▶ _Records provided_:
········
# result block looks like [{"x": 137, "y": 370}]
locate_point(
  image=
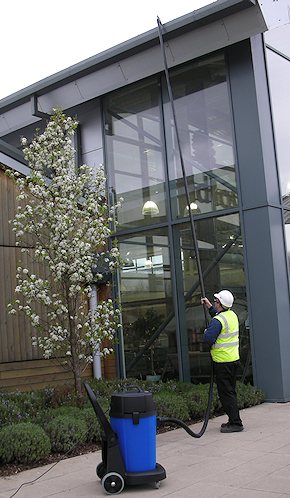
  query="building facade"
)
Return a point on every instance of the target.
[{"x": 232, "y": 129}]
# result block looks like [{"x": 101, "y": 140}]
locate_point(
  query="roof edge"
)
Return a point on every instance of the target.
[{"x": 195, "y": 19}]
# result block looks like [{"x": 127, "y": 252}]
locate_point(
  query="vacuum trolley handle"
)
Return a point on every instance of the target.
[{"x": 109, "y": 433}]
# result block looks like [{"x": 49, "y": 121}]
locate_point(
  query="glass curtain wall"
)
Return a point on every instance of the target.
[
  {"x": 163, "y": 320},
  {"x": 279, "y": 89}
]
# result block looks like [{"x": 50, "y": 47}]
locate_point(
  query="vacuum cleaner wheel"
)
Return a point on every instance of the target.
[
  {"x": 113, "y": 483},
  {"x": 101, "y": 470}
]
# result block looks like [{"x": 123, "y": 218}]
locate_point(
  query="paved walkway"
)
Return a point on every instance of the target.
[{"x": 252, "y": 464}]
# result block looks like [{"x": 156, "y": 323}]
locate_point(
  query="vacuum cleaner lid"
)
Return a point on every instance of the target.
[{"x": 125, "y": 403}]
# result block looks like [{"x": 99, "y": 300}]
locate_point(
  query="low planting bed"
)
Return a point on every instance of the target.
[{"x": 41, "y": 427}]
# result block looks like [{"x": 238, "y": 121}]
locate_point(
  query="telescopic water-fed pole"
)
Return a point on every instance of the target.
[{"x": 194, "y": 238}]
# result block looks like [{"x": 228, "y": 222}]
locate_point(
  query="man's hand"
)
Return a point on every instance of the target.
[{"x": 205, "y": 302}]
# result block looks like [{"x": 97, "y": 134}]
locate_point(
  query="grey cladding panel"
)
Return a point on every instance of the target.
[
  {"x": 83, "y": 89},
  {"x": 91, "y": 129},
  {"x": 93, "y": 159},
  {"x": 16, "y": 118}
]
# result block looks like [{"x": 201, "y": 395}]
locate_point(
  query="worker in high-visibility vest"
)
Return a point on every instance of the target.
[{"x": 222, "y": 334}]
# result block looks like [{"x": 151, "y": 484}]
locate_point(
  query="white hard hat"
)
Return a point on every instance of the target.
[{"x": 225, "y": 298}]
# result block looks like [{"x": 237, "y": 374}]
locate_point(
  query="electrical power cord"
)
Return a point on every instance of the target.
[{"x": 50, "y": 468}]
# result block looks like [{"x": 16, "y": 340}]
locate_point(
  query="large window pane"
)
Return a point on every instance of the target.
[
  {"x": 221, "y": 254},
  {"x": 134, "y": 158},
  {"x": 147, "y": 307},
  {"x": 204, "y": 125}
]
········
▶ _Aim of the task_: Pull out every line of the entries above that contains the string "cleaner", matching case exactly.

▶ _Solution to this exercise_:
  query="vacuum cleaner wheel"
  query="vacuum cleaner lid"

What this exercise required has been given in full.